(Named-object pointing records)
'''

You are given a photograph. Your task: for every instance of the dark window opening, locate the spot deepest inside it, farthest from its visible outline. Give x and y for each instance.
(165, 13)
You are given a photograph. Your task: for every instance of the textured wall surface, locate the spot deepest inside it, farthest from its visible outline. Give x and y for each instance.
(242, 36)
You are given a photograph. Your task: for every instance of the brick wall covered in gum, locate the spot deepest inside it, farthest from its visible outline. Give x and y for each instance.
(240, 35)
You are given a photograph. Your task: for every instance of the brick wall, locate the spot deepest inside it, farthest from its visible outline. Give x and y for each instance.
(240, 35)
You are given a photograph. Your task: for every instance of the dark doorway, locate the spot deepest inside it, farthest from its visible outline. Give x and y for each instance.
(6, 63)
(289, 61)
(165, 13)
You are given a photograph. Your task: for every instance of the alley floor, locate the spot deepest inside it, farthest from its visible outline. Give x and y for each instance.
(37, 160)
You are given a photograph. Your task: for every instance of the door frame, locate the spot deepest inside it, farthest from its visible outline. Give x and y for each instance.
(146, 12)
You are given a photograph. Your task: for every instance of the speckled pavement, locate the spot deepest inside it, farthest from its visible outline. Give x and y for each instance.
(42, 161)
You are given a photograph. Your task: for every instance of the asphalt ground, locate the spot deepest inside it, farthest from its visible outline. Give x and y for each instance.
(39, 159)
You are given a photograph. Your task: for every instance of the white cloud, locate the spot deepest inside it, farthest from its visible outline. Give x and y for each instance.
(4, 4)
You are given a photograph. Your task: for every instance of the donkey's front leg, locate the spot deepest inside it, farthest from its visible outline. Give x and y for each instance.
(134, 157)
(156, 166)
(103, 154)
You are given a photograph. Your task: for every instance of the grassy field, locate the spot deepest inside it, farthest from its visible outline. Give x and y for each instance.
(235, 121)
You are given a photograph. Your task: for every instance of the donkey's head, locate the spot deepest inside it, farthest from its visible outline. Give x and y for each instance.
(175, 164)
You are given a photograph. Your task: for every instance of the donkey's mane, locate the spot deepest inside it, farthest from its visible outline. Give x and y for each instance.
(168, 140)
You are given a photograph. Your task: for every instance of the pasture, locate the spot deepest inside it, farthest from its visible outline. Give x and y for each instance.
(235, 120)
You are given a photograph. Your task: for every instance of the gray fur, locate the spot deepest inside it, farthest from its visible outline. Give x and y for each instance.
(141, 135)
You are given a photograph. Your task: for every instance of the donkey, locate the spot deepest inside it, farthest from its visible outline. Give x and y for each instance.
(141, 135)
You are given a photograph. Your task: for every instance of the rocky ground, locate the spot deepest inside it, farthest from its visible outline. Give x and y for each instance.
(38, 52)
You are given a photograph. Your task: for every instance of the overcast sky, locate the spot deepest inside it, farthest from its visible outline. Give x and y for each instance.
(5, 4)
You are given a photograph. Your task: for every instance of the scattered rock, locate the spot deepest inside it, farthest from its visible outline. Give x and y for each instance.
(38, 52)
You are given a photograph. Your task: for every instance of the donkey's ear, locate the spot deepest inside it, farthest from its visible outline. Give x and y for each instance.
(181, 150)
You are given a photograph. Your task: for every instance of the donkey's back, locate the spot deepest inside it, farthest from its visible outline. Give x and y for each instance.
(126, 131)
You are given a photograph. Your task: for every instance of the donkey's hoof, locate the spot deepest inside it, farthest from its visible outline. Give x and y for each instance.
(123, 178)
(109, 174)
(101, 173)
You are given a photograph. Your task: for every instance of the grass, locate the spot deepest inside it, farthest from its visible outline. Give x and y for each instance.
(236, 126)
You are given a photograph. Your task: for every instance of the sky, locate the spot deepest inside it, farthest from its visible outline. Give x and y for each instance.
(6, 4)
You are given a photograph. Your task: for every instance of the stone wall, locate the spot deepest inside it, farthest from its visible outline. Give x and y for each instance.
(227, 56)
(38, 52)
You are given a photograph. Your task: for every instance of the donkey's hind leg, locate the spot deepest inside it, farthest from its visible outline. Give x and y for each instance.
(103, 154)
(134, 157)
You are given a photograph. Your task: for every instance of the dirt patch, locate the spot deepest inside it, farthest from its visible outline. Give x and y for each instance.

'''

• **TASK INSTRUCTIONS**: Lay out every line of the rows above as a JSON list of strings, one string per line, with blank lines left out.

• **SOLUTION TO THIS EXERCISE**:
[
  "You are given a photograph. Your task: for every instance of the dark window opening, locate the spot deepest inside it, farthest from its visible outline. Give x and y for each instance.",
  "(165, 13)",
  "You are given a photograph. Your task: for every instance of the textured wall surface, locate the spot deepest inside it, farthest from its visible outline. Give x and y for each instance.",
  "(242, 36)",
  "You are given a photograph. Your task: for every instance of the brick wall covered in gum, locate the spot deepest inside it, farthest from its visible outline. Give x and y for each instance.",
  "(240, 35)",
  "You are given a photograph. Your task: for every instance of the brick wall, locate the spot deepest inside it, farthest from its visible outline. Give x and y for each instance.",
  "(240, 35)",
  "You are given a photograph. Your task: for every instance of the dark doorway, locate the spot deepest inside it, farthest from its visible outline. Give x and y for each instance.",
  "(6, 63)",
  "(289, 61)",
  "(165, 13)",
  "You are given a photograph. Your task: for every instance of the alley floor, locate the spot deepest inside it, farthest from its visible outline. Give x and y for each instance.",
  "(37, 160)",
  "You are given a photograph. Your task: for every instance of the door frame, locate the spot deepest inside it, farthest from its visible outline. Give x and y for each instance.",
  "(146, 12)",
  "You are given a photograph. Your task: for every instance of the speckled pavement, locate the spot deepest inside it, farthest from its visible outline. Give x and y for each instance.",
  "(42, 161)",
  "You are given a photograph. Your task: for every instance of the asphalt ground, locate the spot deepest inside it, farthest from its visible outline. Give x and y for each instance.",
  "(39, 159)",
  "You are given a photograph. Your task: for every instance of the white cloud, locate the spot deepest inside it, farthest from its visible outline. Give x and y for each instance.",
  "(4, 4)",
  "You are given a photograph. Your task: for every instance of the donkey's front leg, locate the spot deepest inside it, farthest from its visible outline. Give x and y for each instance.",
  "(134, 157)",
  "(156, 166)",
  "(103, 154)",
  "You are given a photograph. Your task: for every instance of the grassy field, locate the spot deepest inside it, farthest from its visible outline. Give x and y for each instance.",
  "(235, 121)",
  "You are given a photograph. Your task: for every instance of the donkey's head, locate the spot deepest inside it, farthest from its visible outline. Give x and y for each instance.",
  "(175, 164)",
  "You are given a photograph. Your task: for every instance of the donkey's mane, locate the spot deepest inside it, farthest from its visible outline. Give x and y for each instance.",
  "(168, 140)",
  "You are given a photograph. Your task: for every instance of the pasture, locate the spot deepest inside it, farthest from its visible outline. Give x and y for each instance.",
  "(235, 120)",
  "You are given a photograph. Your task: for every instance of the gray fur, locate the spot deepest inside it, farthest from its visible outline. Give x and y for each instance.",
  "(141, 135)",
  "You are given a photograph. Your task: for every instance of the donkey, locate the spot deepest inside it, farthest from its visible outline. Give x and y for each instance.",
  "(141, 135)",
  "You are given a photograph. Your task: for every instance of the rocky ground, locate the spot deepest inside it, farthest from its visible outline. Give x and y for each instance.",
  "(38, 52)",
  "You are given a photograph. Your task: for every instance of the overcast sky, locate the spot deepest inside it, farthest from its visible outline. Give x and y for each instance.",
  "(5, 4)",
  "You are given a photograph. Your task: for every instance of the scattered rock, locate the spot deepest inside it, farthest from its visible outline. Give x and y for each instance.",
  "(38, 52)",
  "You are given a photograph. Your task: for every instance of the donkey's ear, locate the spot deepest inside it, farthest from its visible outline. Give x and y for each instance.",
  "(181, 150)",
  "You are given a photograph. Your task: for every instance of the donkey's back, locate the spot deepest inside it, farthest from its visible outline. Give x and y for each instance.",
  "(126, 131)",
  "You are given a photograph. Your task: for every instance of the donkey's hoof, locate the spot deepest inside it, farthest from its visible outline. Give x and y for each instance.",
  "(123, 178)",
  "(109, 174)",
  "(101, 173)",
  "You are given a photograph. Your task: for every instance of the grass, locate the spot deepest inside it, farthest from its visible outline. Give x and y for each instance.",
  "(236, 126)",
  "You are given a photograph. Your task: for every instance of the sky, locate the spot deepest inside it, farthest from its visible outline. Give x and y for each instance.",
  "(6, 4)",
  "You are given a photograph. Your task: for every instance of the stone wall, locate the spot deepest inside it, farthest from its visible outline. Give x and y for each instance.",
  "(227, 56)",
  "(38, 52)",
  "You are given a photograph. Your task: for every instance of the donkey's hind leg, locate the spot deepest inside it, farthest from its visible outline. Give x and y for each instance.",
  "(103, 154)",
  "(134, 157)",
  "You are given a photograph. Your task: for every instance of the dirt patch, locate the spot deepest inside it, farthest from its visible outline. Give x and y for each instance."
]